Some records
####
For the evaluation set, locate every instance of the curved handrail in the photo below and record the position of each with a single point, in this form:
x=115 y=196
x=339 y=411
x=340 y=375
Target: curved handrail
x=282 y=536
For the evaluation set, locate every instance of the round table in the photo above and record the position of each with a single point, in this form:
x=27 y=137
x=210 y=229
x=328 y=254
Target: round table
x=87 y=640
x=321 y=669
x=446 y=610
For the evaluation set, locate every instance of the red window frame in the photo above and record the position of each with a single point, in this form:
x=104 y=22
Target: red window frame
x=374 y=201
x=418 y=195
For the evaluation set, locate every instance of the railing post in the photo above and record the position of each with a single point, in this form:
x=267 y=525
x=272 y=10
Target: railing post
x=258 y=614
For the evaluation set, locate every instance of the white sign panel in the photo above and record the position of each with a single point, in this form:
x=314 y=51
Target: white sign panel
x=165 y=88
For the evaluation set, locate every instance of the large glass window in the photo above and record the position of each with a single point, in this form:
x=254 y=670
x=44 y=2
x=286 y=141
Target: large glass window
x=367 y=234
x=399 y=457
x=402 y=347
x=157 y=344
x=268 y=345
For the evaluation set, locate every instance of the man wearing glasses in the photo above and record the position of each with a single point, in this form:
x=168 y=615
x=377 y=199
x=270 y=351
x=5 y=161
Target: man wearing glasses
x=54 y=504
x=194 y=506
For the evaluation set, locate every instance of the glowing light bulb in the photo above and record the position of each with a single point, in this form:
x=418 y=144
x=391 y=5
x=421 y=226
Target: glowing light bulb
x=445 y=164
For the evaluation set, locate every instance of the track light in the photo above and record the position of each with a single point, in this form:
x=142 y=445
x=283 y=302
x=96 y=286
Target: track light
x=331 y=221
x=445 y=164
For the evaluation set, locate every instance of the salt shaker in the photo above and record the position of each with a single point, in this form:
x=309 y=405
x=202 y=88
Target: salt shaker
####
WRITTEN PROBLEM:
Lay out the listing as a Markdown table with the columns "Row" and "Line," starting at the line that contains "For the evaluation set, locate every instance of the white" and running through the final line of the listing. Leave out any blank lines.

COMPLETED TASK:
| Row | Line |
|---|---|
| 1 | For the evaluation set, locate every instance of the white sign panel in the photo above and record the position of each with a single point, in this form: |
| 2 | x=314 y=51 |
| 3 | Target: white sign panel |
| 4 | x=165 y=88 |
| 5 | For the evaluation set, locate every instance of the large glass window in the photo above and record the position of each with a single point, in this form: |
| 6 | x=254 y=670 |
| 7 | x=44 y=2 |
| 8 | x=286 y=141 |
| 9 | Target: large glass window |
| 10 | x=367 y=234 |
| 11 | x=399 y=457 |
| 12 | x=402 y=347 |
| 13 | x=157 y=344 |
| 14 | x=268 y=345 |
| 15 | For the evaluation set, locate every instance of the man wearing glasses in the photo above and record the position of each with a single point, in this form: |
| 16 | x=168 y=615 |
| 17 | x=377 y=199 |
| 18 | x=270 y=351 |
| 19 | x=5 y=161 |
| 20 | Target: man wearing glasses |
| 21 | x=54 y=504 |
| 22 | x=194 y=506 |
| 23 | For the evaluation set, locate every instance of the glowing light bulb in the photo above and record the position of each with a single point, in this form: |
| 24 | x=418 y=144 |
| 25 | x=391 y=5 |
| 26 | x=421 y=226 |
| 27 | Target: glowing light bulb |
| 28 | x=445 y=164 |
| 29 | For the evaluation set, locate every instance of the track light in the photo above and record the position of each with a single point, in this form: |
| 30 | x=142 y=445 |
| 31 | x=283 y=302 |
| 32 | x=96 y=286 |
| 33 | Target: track light |
| 34 | x=331 y=221 |
| 35 | x=445 y=164 |
| 36 | For the evaluation set, locate every instance of the salt shaker in the photo above and record the position of each with a single point, in this form: |
| 37 | x=309 y=405 |
| 38 | x=202 y=88 |
| 39 | Target: salt shaker |